[BEGIN Source document]

The Brutal Reality of Tibet 2008




Torture, hunger, mobile sterilisation units ... the brutal reality of Tibet 2008
By CLAUDIA JOSEPH - 29th March 2008

British filmmakers have emerged from three months undercover in Tibet to release a terrifying portrayal of Chinese repression, including shootings, torture and the brutal sterilisation of women left maimed by crude operations.

Their film, to be shown tomorrow night as part of Channel 4's Dispatches series, was made before the recent outbreak of anti-Chinese rioting in the Tibetan capital, Lhasa.

But with hundreds of jailed Tibetan protesters now in fear for their lives, the harrowing footage will add to the storm of condemnation gathering ahead of the Beijing Olympics this year.

The documentary's investigation began with the notorious 2006 shootings on the Nangpa La pass, when unarmed Tibetans trying to leave the country were gunned down by Chinese border guards.

Two Tibetans were killed and 32 detained, interrogated and then sent to a labour camp 150 miles from Lhasa.

The experiences of one of those held, Jamyang Samten, now 16, gives a clue to the fate of Tibetan protesters now in the hands of the Chinese police.

[END Source document]
[BEGIN Raw data]

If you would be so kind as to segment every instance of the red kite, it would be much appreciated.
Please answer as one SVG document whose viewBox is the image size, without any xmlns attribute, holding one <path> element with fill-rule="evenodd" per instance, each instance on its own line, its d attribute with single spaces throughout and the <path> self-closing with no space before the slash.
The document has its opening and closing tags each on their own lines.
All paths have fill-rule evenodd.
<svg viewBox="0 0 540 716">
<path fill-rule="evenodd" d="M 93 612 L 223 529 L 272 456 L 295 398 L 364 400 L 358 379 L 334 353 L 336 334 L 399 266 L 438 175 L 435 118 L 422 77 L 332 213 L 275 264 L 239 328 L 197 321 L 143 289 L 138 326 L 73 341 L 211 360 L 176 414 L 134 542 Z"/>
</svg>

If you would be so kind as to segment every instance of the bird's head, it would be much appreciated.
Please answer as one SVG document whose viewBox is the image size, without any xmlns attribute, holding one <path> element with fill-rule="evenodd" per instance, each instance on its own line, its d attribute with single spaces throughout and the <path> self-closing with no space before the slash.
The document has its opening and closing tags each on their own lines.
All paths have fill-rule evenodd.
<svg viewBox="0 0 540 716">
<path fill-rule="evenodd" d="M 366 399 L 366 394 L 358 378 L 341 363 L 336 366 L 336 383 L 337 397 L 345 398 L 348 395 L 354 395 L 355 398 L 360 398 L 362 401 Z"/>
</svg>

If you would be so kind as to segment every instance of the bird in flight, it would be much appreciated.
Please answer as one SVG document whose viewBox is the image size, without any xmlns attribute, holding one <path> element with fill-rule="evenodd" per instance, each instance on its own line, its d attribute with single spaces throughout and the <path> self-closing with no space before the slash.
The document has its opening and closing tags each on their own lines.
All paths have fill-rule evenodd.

[END Raw data]

**Work to do:**
**a.** Answer these questions from the Tibet article:
(i) How long did the British filmmakers spend undercover in Tibet?
(ii) In which Channel 4 series was the film to be shown?
(iii) How far from Lhasa was the labour camp where the detained Tibetans were sent?
**b.** Duplicate a passage of the Tibet article, starting at the words "But with hundreds" and stopping after "Olympics this year.".

**Complete answers:**
**a.**
(i) Three months.
(ii) Dispatches.
(iii) 150 miles.

**b.**
But with hundreds of jailed Tibetan protesters now in fear for their lives, the harrowing footage will add to the storm of condemnation gathering ahead of the Beijing Olympics this year.